## TRY IT
According to the assignments page, where should homework answers be submitted, and in what format?

## EXERCISE TEXT
Assignments
Below are basic descriptions of each category of assignments for this semester. More details are available on the individual pages for each assignment. Please be sure to check the due dates on each assignment and come to class on those days ready to discuss your work in small groups.
Homework
The homework assignments are almost entirely empirical, with each assignment focusing on a specific identification strategy, research question, and health-related dataset. I will provide all answers in both R and Python.
Please submit all of your homework answers as a PDF via GradeScope (accessed from Canvas). Your PDF must also include a hyperlink to a GitHub repository with all of your code files. If you keep the repository private, please be sure to share the repository with me using my ian.mccarthy@emory.edu email address. I strongly encourage you to use RMarkdown, Quarto, or Jupyter Notebooks, which will help you to easily create PDFs and is much better for writing data-oriented documents. If you are not familiar with these tools, take a look at the following resources:
- R Markdown: The Definitive Guide
- Using R Markdown for Class Reports
- Introduction to Quarto
- Quarto in R for Data Science
- Introduction to Jupyter Notebooks
If you’re new to these tools, then there will be some growing pains. Please be patient with yourself and stick to it. One of the goals of the course is to develop good workflow habits. This means doing work in a way that minimizes mistakes and maximizes reproducibility. These tools exist exactly for these reasons. It allows you to keep your data analysis and the description of that analysis together in a single document or group of documents. It’s really easy to introduce mistakes when copying and pasting empirical results into a text document, and it’s even easier to waste hours (days/weeks?) re-pasting results into your text document and re-writing the results accordingly. Doing everything in R Markdown, Quarto, or Jupyter Notebooks avoids all of these issues. In the long run, it’s much more efficient.

## DATASET ENTRIES
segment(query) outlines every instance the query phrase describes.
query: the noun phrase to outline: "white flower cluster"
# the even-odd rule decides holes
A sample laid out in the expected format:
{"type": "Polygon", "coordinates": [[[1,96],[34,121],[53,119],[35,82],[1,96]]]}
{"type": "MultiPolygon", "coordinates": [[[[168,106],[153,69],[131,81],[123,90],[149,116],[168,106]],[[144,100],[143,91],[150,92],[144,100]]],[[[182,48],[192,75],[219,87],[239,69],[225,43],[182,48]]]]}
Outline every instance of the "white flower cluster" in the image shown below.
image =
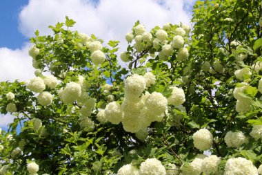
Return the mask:
{"type": "Polygon", "coordinates": [[[240,80],[248,79],[251,76],[251,75],[252,73],[249,68],[243,68],[241,69],[236,70],[234,72],[234,75],[240,80]]]}
{"type": "Polygon", "coordinates": [[[26,167],[30,174],[35,174],[39,170],[39,166],[34,162],[28,163],[26,167]]]}
{"type": "Polygon", "coordinates": [[[194,146],[201,151],[210,149],[213,143],[213,136],[206,129],[201,129],[193,134],[194,146]]]}
{"type": "Polygon", "coordinates": [[[262,138],[262,125],[254,125],[250,135],[256,140],[262,138]]]}
{"type": "Polygon", "coordinates": [[[172,87],[171,95],[168,98],[168,104],[174,106],[181,105],[185,101],[184,91],[181,88],[172,87]]]}
{"type": "Polygon", "coordinates": [[[228,147],[238,148],[245,142],[245,136],[241,131],[230,131],[225,134],[224,139],[228,147]]]}
{"type": "Polygon", "coordinates": [[[14,94],[11,93],[11,92],[9,92],[8,93],[6,93],[6,98],[8,99],[8,100],[14,100],[14,94]]]}
{"type": "Polygon", "coordinates": [[[8,103],[6,109],[8,112],[14,113],[17,111],[17,107],[14,103],[8,103]]]}
{"type": "Polygon", "coordinates": [[[252,161],[245,158],[234,158],[228,160],[224,175],[241,174],[241,175],[257,175],[256,168],[252,161]]]}
{"type": "Polygon", "coordinates": [[[38,102],[41,105],[48,106],[52,103],[53,96],[49,92],[43,91],[39,93],[37,98],[38,102]]]}
{"type": "Polygon", "coordinates": [[[35,93],[41,93],[46,89],[43,79],[39,77],[33,77],[26,83],[26,87],[35,93]]]}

## TASK OUTPUT
Homework answers should be submitted as a PDF via GradeScope, accessed from Canvas.